BRIEF A: Copy the passage from the article on entrepreneurial risk between "Experts say risk-taking" and "things go wrong.", inclusive.
BRIEF B: In the article on entrepreneurial risk, researchers at which university found that prevention-focused and promotion-focused people drive differently?

READING TEXT:
+--
Risk is an essential ingredient within entrepreneurship and you cannot avoid risk in business. These are facts. Consequently, many people will simply never become entrepreneurs. That is also a fact.

Risk and Reward woman standing on a mountain peak

When launching a new business, it is vital to weigh up the risks involved and consider them in relation to the rewards to be gained by taking the risk. It is a pros and cons type scenario and how it balances out can often be dependent on one’s mindset.

Experts say risk-taking behaviour is rooted in our personalities. Daniel Kahnemann has stated: “For most people, the fear of losing $100 is more intense than the hope of gaining $150.” The risk-takers tend to see the blue sky, not the drain through which money could be pouring, if things go wrong.

Psychology expert Tony Higgins has identified what he calls a ‘prevention focus’. This is described as being a robust aversion to being wide-eyed, making mistakes and taking chances. It is a ‘better the devil you know’ attitude towards both life and risk. ‘Goals’ for those with a ‘prevention focus’ are centred on maintaining the status quo and not venturing beyond the comfort zone.

Entrepreneurs do not fit this profile and are likely to be found within a pool of ‘promotion-focused’ people. These individuals see goals completely differently. To them, goals are a means to progress, achieve and be better off.

‘Prevention focused’ individuals do things in a slow, deliberate way and even drive differently from promotion focused motorists, according to researchers at the University of Groningen in the Netherlands. They don’t speed and they also leave larger gaps between themselves and the car in front than their ‘promotion focused’ counterparts. However, if a prevention focused person finds their status quo threatened, they become just as likely, or even more likely, to take risks than those who are natural risk-takers.

Which camp we fall into may all be down to our genes, according to Kellogg Management Professor, Camelia M Kuhnen. She says those with the long version of DRD4 – which regulates hormone levels in the reward centre of our brain – are 25% more likely to take on financial risk in an investment portfolio.
+--
DATASET RECORDS:
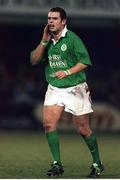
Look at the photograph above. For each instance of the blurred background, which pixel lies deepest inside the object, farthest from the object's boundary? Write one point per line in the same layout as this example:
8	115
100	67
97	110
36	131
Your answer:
22	87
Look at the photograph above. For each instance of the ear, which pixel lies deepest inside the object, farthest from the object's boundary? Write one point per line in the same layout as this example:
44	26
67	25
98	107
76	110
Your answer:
64	21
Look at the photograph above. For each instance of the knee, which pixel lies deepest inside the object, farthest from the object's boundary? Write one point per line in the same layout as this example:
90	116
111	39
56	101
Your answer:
84	130
49	125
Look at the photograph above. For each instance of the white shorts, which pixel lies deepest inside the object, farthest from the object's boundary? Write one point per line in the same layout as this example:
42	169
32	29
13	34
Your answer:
75	99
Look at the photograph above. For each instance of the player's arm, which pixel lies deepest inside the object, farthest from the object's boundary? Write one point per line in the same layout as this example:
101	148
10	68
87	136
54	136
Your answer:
78	67
37	54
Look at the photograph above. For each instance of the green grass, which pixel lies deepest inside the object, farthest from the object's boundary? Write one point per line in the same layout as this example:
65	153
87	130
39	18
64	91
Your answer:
25	155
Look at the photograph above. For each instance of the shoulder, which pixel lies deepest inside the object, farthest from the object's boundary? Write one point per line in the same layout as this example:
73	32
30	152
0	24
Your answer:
71	34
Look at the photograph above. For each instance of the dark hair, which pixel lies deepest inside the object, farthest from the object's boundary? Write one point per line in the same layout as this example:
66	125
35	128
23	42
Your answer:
61	11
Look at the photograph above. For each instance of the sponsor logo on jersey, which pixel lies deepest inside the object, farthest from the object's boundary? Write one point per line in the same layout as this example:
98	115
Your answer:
64	47
55	61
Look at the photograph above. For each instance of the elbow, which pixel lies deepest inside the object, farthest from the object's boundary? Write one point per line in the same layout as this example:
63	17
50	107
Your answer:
33	58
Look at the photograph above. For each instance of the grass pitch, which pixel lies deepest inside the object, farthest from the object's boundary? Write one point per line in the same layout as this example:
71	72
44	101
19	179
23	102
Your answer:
25	155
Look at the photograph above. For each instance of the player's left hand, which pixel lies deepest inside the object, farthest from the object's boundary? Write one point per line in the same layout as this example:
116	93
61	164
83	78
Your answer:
60	74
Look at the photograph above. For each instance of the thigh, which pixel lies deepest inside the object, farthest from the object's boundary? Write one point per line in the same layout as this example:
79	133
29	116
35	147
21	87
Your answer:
82	124
52	113
81	120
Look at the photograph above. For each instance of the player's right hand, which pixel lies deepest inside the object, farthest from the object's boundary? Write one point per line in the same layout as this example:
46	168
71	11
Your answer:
46	33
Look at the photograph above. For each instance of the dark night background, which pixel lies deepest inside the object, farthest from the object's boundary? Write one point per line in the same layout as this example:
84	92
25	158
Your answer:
22	86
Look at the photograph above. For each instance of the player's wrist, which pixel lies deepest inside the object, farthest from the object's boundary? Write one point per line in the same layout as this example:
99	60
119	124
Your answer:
67	72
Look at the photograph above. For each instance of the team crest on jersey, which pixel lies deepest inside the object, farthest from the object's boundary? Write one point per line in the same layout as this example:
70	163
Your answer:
64	47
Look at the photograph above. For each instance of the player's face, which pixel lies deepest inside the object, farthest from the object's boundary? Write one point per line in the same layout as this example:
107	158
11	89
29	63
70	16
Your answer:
55	23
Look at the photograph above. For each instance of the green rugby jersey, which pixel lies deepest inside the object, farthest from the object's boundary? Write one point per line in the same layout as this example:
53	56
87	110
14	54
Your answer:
63	55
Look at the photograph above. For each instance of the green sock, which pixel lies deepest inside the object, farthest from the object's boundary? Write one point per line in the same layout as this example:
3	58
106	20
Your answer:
92	144
53	141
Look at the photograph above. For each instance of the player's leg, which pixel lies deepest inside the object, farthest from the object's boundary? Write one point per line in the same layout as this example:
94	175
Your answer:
83	128
52	115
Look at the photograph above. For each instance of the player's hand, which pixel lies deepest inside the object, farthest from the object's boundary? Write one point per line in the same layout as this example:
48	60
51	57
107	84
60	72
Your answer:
60	74
46	33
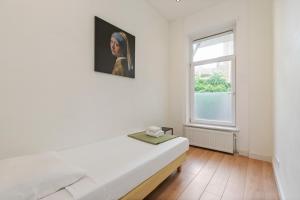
+--
YOUR RESPONSE A:
Experts say risk-taking behaviour is rooted in our personalities. Daniel Kahnemann has stated: “For most people, the fear of losing $100 is more intense than the hope of gaining $150.” The risk-takers tend to see the blue sky, not the drain through which money could be pouring, if things go wrong.

YOUR RESPONSE B: The University of Groningen in the Netherlands.